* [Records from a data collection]
____
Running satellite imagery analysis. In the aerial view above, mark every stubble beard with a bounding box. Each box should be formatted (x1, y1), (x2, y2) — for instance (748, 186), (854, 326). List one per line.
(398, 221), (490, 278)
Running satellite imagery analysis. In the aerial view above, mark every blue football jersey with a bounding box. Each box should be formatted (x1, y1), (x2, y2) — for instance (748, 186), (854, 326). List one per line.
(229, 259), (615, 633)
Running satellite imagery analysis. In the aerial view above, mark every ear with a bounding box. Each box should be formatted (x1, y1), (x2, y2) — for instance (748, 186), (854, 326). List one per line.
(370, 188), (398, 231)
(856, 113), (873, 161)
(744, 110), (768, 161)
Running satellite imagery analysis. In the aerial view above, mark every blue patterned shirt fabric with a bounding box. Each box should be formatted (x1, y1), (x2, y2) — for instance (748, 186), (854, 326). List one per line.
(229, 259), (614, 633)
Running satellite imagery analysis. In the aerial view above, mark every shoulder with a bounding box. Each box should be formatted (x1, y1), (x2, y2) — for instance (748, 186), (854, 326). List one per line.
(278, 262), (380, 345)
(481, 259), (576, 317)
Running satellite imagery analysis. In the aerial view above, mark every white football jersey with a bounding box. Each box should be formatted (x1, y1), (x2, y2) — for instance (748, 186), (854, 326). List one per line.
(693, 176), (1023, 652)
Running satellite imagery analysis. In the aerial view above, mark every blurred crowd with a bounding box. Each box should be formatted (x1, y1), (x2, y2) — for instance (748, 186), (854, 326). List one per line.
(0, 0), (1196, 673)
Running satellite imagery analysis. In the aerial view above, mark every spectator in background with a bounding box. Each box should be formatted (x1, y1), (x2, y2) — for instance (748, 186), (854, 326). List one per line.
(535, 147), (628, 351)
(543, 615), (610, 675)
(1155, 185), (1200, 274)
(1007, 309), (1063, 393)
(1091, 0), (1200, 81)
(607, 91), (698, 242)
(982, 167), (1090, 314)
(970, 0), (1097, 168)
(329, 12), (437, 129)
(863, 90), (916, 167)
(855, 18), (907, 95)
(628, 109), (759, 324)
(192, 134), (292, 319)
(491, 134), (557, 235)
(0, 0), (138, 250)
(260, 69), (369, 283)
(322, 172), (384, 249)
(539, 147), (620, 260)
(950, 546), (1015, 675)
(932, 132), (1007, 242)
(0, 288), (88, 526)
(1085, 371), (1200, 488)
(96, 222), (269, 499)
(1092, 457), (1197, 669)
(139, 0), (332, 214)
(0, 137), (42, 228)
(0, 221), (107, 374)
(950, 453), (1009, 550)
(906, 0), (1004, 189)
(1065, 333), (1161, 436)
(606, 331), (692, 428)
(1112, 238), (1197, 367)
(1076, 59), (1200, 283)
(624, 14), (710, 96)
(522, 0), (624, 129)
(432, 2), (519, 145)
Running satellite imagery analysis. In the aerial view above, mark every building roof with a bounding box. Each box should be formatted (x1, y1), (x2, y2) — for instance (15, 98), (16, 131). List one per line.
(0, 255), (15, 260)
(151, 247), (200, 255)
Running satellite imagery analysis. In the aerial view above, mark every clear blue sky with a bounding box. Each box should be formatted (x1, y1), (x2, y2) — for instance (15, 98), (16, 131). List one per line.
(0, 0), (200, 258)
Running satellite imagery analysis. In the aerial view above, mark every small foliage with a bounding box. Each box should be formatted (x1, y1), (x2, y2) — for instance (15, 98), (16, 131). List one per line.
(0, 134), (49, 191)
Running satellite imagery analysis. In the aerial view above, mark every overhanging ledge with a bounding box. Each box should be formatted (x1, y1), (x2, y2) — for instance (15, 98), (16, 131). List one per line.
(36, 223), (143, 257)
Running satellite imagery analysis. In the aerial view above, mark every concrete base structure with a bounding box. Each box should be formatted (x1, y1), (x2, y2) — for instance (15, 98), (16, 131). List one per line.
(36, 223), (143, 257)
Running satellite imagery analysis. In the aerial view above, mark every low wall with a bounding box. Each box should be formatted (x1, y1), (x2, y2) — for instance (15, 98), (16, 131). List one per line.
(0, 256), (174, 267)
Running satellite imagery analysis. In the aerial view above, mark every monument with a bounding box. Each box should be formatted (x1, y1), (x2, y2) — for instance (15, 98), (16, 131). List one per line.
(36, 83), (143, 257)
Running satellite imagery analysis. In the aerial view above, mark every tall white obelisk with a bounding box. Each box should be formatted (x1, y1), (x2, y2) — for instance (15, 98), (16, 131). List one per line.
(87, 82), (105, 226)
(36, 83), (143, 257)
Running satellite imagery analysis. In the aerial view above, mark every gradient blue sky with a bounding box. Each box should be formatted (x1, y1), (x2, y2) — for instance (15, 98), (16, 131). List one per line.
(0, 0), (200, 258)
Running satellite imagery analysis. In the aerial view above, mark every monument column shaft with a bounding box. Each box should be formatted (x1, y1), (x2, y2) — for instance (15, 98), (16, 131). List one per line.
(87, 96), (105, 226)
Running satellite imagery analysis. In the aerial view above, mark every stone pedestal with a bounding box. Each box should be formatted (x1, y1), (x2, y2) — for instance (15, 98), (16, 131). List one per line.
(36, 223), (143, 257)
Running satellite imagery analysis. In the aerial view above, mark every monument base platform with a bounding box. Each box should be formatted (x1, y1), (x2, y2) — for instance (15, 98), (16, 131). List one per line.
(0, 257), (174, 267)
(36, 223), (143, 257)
____
* [Work to complete]
Copy only the stretch running from the line containing "mark every gradient" to the final line of the entries, both ends included, exactly as it stands.

* [Solution to this exercise]
Running satellite imagery analysis. In the aerial view above, mark every gradient blue sky with a bounding box. Each box should be formatted (x1, y1), (x2, y2) — for instance (15, 98), (16, 131). List one per line.
(0, 0), (200, 258)
Running satellite imagery analysis. In the aerial view above, mark every monument column shaft with a bounding box. Each box should be formatted (x1, y1), (x2, y2) — for instance (15, 98), (16, 131). List one per line.
(87, 96), (105, 226)
Running satellite imagery analysis. In the aerial view above, mark every stone pedestal with a bounding box. Each box should be formatted (x1, y1), (x2, y2) — for instance (15, 98), (16, 131). List one per line.
(36, 223), (143, 257)
Running satellite imagery analysis. In the aerial view above, mark every monument base platform with a bounding box. Each box should be formatted (x1, y1), (x2, y2) — for instance (15, 98), (16, 131). List one per line.
(0, 257), (174, 267)
(36, 223), (143, 257)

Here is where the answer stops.